→ PROMPT: Copy the article on guinea pig hearts word for word, starting at "University of Washington research" and ending at "Nature News reports.".

→ READING PASSAGE:

______

Guinea pig hearts beat with human cells

August 6, 2012
stem_cell_graft_guinea_pig

Transplanted hESC-CMs partially remuscularize injured guinea-pig hearts, preserve mechanical function and reduce arrhythmia susceptibility. a, b, Twenty-eight-day-old hESC-CM grafts in a cryoinjured heart stained with picrosirius red (a), and anti-b-myosin heavy chain (bMHC, red) plus human-specific in situ probe (HumCent, brown) (b). c–d, Confocal image of host–graft contact, dual-labelled for HumCent (white) and bMHC (red) (c; a higher magnification image of the area in the white box in c is shown in d). (Credit: Yuji Shiba et al./Nature)

University of Washington research raises hopes for cell therapies, showing that heart muscle cells differentiated from human embryonic stem cells can integrate into existing heart muscle, Nature News reports.

“What we have done is prove that these cells do what working heart muscles do, which is beat in sync with the rest of the heart,” says Chuck Murry, a cardiovascular biologist at the University of Washington in Seattle, who co-led the research.

______

→ THE DATA:
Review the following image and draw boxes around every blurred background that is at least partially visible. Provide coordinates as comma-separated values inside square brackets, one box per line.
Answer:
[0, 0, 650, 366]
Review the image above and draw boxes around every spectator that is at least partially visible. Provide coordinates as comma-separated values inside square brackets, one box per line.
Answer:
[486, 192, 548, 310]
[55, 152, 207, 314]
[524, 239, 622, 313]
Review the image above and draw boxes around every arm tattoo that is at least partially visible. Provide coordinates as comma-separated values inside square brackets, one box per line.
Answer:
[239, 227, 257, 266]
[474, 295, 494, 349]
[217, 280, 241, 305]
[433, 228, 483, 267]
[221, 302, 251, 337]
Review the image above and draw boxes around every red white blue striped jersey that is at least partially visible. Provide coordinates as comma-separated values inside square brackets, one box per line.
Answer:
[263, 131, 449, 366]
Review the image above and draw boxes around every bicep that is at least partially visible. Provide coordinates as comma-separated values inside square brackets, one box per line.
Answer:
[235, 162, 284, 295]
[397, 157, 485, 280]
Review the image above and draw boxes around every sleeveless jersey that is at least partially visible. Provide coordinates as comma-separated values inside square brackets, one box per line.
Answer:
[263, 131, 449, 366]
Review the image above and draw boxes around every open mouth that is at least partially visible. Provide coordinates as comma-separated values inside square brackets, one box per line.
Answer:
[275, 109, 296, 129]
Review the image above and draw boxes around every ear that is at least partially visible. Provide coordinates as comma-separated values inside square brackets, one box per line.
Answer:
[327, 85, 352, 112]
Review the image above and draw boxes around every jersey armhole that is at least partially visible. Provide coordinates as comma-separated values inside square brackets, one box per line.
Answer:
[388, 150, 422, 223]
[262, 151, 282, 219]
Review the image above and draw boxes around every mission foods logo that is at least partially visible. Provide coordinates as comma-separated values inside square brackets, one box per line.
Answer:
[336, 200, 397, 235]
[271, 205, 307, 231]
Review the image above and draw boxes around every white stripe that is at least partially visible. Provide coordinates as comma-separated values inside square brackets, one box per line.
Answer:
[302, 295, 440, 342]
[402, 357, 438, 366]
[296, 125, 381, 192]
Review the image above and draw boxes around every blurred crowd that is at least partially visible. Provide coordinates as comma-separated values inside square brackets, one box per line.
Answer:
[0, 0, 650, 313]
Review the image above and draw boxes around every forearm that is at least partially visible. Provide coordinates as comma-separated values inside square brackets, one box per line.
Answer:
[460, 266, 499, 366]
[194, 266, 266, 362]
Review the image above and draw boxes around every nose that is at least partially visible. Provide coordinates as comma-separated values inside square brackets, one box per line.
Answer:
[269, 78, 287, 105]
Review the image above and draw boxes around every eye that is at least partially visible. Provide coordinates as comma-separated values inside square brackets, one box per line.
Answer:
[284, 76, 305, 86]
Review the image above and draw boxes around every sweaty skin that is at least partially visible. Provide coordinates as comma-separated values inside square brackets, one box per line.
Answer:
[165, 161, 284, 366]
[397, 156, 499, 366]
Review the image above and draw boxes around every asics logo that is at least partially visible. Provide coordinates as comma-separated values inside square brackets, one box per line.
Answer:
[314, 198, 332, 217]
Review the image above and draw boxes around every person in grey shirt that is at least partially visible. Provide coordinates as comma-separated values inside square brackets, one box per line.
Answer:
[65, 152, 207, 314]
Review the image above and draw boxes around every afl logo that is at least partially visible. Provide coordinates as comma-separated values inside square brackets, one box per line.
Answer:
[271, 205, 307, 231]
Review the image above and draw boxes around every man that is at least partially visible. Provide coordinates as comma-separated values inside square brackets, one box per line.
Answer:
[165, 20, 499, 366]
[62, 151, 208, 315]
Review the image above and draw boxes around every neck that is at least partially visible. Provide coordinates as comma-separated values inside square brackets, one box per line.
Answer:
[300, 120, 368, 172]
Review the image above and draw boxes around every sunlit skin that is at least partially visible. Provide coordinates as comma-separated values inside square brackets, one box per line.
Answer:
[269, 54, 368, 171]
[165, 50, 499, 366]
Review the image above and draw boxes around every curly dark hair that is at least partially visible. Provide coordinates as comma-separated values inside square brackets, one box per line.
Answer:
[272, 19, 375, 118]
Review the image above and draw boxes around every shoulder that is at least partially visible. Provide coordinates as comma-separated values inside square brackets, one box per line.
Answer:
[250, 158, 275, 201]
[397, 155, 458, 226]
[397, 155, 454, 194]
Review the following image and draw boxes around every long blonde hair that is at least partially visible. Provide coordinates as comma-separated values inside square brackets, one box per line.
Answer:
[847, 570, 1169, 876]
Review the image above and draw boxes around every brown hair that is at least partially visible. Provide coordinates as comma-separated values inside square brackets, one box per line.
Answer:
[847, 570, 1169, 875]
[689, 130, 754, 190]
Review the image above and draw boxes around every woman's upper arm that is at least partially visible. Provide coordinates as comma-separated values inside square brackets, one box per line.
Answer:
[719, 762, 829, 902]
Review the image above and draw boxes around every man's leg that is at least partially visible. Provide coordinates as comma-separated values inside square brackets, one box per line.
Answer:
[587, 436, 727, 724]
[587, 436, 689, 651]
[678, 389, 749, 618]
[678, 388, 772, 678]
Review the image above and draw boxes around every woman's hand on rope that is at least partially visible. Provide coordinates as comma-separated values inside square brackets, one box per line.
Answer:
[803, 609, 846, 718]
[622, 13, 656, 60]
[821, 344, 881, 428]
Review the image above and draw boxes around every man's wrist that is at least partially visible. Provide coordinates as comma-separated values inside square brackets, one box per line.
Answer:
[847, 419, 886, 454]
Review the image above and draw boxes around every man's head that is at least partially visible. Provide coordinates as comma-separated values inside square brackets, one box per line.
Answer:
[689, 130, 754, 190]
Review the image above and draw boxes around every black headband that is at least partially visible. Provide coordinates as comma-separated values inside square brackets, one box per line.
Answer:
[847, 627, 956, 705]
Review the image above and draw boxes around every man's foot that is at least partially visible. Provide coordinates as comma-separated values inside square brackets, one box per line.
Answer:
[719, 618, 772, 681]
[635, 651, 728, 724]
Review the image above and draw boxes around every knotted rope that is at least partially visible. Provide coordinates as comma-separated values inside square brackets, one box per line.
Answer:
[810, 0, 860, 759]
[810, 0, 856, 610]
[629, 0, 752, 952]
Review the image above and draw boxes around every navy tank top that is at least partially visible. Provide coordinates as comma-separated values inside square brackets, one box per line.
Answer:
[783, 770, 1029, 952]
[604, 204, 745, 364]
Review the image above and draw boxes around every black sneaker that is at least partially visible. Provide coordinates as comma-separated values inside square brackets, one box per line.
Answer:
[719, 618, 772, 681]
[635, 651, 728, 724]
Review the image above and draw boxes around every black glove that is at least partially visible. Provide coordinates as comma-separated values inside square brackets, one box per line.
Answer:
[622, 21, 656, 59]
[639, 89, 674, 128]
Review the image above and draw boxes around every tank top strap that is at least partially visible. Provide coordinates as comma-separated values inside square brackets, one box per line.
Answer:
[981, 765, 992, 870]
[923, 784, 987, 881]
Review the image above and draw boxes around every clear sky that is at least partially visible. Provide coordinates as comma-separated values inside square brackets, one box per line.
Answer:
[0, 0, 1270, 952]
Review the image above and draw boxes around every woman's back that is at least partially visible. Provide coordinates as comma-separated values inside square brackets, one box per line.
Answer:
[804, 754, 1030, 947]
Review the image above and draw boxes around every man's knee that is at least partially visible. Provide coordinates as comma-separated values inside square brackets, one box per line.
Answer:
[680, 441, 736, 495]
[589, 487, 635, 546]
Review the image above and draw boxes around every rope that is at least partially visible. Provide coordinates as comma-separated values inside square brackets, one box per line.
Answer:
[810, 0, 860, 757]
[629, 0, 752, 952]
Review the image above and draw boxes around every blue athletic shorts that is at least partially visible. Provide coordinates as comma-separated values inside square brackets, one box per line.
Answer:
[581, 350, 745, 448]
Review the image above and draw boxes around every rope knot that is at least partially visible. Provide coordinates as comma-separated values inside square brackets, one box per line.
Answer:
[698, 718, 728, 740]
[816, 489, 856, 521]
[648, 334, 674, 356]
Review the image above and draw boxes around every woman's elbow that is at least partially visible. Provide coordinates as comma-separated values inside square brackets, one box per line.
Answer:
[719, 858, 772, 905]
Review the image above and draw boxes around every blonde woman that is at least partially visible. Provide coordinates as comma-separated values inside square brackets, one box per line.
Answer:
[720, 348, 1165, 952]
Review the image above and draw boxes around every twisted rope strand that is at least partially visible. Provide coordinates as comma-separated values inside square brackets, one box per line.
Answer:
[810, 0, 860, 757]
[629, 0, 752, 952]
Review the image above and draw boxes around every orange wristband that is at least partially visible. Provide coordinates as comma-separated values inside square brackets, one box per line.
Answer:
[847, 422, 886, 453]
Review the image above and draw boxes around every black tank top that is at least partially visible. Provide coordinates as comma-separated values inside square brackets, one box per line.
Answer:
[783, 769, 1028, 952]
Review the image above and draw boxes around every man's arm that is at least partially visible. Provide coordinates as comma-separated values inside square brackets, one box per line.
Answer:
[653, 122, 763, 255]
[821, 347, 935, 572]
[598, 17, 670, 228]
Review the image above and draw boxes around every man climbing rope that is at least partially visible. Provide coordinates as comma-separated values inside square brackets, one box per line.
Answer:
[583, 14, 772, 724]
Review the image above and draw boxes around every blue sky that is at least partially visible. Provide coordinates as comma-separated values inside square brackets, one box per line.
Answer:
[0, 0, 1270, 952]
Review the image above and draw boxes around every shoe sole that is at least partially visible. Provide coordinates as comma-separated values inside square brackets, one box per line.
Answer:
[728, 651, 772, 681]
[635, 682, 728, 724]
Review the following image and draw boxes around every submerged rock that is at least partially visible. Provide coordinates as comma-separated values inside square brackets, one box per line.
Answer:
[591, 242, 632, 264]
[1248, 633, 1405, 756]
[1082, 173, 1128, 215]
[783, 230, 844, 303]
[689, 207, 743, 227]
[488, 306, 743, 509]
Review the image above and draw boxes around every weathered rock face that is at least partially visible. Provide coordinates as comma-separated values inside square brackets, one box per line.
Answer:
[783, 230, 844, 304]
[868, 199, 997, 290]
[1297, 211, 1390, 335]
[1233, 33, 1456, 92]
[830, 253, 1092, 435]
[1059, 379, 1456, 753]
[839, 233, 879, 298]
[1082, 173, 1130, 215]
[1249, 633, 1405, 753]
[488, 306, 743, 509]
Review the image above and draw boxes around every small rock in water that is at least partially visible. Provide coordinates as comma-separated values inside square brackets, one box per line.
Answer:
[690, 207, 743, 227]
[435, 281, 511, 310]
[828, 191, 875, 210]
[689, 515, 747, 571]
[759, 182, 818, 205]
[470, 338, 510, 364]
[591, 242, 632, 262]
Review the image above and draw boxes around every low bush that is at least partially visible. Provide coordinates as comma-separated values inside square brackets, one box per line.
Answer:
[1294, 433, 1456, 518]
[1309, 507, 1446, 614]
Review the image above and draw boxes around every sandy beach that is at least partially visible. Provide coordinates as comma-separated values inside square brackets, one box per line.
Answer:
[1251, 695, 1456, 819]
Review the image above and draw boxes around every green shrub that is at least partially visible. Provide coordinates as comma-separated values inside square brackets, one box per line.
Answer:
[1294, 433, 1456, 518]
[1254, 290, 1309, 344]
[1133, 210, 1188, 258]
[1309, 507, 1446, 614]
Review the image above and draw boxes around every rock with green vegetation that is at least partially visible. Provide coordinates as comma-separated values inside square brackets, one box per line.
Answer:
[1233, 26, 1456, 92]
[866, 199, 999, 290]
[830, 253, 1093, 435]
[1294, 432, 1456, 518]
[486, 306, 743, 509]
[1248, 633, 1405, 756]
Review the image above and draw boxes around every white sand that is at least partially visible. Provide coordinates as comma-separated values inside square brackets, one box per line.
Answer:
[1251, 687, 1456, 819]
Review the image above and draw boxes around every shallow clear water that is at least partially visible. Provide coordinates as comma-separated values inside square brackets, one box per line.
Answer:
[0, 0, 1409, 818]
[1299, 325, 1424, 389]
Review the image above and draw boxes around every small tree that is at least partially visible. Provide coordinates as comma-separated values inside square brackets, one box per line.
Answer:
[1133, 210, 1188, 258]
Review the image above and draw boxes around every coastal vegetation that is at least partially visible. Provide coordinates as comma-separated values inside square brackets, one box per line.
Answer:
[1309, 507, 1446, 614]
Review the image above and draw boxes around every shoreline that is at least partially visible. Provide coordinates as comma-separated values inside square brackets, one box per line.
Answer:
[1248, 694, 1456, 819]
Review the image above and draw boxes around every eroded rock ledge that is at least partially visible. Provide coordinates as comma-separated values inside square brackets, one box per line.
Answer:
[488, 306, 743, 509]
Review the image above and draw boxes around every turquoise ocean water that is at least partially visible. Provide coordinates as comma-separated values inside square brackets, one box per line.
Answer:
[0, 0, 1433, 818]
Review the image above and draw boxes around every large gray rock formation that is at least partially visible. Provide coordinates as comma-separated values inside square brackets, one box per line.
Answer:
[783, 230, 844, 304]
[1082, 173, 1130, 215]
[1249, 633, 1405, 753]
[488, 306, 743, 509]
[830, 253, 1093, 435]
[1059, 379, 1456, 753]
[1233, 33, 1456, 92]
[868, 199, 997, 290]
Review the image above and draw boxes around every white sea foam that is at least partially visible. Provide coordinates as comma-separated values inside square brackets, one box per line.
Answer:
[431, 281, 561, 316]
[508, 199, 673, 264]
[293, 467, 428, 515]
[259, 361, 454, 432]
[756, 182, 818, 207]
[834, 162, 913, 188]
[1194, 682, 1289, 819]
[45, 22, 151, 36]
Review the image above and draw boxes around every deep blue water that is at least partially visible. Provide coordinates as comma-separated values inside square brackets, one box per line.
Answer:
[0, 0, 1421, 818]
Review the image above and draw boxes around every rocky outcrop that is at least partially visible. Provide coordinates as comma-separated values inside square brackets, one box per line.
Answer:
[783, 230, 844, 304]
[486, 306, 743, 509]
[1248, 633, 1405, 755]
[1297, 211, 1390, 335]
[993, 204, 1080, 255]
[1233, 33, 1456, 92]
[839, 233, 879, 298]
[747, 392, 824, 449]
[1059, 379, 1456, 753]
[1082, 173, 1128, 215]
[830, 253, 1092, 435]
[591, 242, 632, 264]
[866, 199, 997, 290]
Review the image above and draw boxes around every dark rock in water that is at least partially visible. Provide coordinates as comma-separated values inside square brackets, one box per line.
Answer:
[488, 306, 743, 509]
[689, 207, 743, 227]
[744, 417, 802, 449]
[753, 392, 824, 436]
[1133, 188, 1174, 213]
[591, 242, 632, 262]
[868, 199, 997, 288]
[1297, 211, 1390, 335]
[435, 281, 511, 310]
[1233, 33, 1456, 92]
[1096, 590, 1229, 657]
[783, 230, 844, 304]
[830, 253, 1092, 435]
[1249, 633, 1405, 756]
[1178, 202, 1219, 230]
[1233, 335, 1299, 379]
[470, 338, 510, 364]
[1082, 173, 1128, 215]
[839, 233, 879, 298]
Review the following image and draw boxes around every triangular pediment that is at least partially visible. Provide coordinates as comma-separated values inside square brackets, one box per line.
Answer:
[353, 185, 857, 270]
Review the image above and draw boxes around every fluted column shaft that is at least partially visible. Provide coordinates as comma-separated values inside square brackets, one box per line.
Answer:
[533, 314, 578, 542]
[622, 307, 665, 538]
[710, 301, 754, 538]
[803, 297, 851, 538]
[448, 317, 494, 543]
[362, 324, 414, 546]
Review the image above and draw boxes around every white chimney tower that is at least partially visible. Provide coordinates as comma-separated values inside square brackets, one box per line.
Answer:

______

→ COMPLETED TASK:
University of Washington research raises hopes for cell therapies, showing that heart muscle cells differentiated from human embryonic stem cells can integrate into existing heart muscle, Nature News reports.